TEXT EXCERPT:

******************************

The Cheese Bar: Everything you need to know about the new restaurant dedicated to cheese

A new restaurant for cheese lovers is opening in London — it’ll be the toastie of the town, says Rosamund Urwin
Meltdown: The Cheese Truck is getting a permanent home
Rosamund Urwin23 February 2017

The cheese glistens. As I take a bite of toastie heaven, melted fat runs down my fingers. Oh, cheese toastie! Enclosed Welsh rarebit! What a joyful piece of plate-fill you are!

A cheese toastie is no culinary moonshot but a comfort blanket, akin to stroking a dog or having a newborn rest on your chest. It is both a soother and a boost to the spirits. And these ones are good. Deserving-of-love-poems-and-panegyrics good. Sell-your-grandma-and-buy-toasties good. And soon, they’ll have their own restaurant in Camden Stables, The Cheese Bar.

******************************

TASKS AND EXERCISES:
(1) Answer these questions using the article about The Cheese Bar:
(a) Who wrote the article?
(b) Where will The Cheese Bar open?
(c) What is getting a permanent home?
(2) In the article about The Cheese Bar, list everything that the sentence beginning "A cheese toastie is no culinary moonshot" says a cheese toastie is or is akin to.

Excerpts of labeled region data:
******************************

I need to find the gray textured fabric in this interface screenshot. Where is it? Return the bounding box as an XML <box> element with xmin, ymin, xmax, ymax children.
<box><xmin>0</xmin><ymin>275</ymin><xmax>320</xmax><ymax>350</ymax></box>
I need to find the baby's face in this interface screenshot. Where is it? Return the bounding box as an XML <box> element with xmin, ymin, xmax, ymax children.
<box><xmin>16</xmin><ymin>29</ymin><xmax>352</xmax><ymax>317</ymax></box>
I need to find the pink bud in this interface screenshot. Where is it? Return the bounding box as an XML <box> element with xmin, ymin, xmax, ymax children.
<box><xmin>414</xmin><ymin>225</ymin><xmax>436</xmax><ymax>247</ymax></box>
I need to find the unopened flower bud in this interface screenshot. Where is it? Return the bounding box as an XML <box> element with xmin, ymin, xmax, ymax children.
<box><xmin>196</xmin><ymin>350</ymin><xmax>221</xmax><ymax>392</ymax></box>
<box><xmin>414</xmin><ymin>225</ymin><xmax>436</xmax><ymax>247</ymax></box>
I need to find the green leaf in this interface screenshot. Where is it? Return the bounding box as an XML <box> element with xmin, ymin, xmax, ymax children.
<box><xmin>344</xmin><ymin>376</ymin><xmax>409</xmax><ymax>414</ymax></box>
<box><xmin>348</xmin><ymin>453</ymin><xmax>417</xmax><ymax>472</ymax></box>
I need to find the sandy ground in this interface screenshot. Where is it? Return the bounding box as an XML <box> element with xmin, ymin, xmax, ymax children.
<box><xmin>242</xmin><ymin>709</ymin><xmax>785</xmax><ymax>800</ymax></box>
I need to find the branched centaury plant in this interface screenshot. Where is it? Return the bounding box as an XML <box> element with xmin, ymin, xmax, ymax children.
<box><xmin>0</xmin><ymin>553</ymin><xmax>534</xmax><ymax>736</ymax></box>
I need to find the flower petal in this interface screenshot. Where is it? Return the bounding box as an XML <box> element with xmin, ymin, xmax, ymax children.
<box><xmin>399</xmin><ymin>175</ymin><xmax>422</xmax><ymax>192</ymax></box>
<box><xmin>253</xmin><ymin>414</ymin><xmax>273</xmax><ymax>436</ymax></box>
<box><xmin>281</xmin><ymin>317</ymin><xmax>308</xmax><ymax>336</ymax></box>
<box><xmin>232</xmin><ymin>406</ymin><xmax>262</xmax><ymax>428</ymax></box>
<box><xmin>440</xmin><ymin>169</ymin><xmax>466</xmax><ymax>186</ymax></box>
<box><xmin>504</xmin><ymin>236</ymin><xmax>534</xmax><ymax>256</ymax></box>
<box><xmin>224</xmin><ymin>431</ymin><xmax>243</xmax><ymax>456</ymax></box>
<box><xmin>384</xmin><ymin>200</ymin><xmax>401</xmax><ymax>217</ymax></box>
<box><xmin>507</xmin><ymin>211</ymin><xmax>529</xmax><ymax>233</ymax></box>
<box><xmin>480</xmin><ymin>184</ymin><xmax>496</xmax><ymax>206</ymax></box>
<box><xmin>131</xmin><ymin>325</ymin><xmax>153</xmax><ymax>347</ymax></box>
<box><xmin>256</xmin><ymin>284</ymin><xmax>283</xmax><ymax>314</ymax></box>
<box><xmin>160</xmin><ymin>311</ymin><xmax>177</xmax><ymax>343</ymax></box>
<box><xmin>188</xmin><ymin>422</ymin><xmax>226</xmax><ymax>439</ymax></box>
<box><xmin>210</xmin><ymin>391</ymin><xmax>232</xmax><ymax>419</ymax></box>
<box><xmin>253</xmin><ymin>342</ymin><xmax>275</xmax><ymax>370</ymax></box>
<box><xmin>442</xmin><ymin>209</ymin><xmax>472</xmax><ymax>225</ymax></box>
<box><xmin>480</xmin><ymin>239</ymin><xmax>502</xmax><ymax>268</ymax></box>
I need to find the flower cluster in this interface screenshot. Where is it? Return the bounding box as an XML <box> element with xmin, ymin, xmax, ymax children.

******************************

WRITTEN RESPONSES:
(1)
(a) Rosamund Urwin
(b) Camden Stables
(c) The Cheese Truck

(2)
- a comfort blanket
- stroking a dog
- having a newborn rest on your chest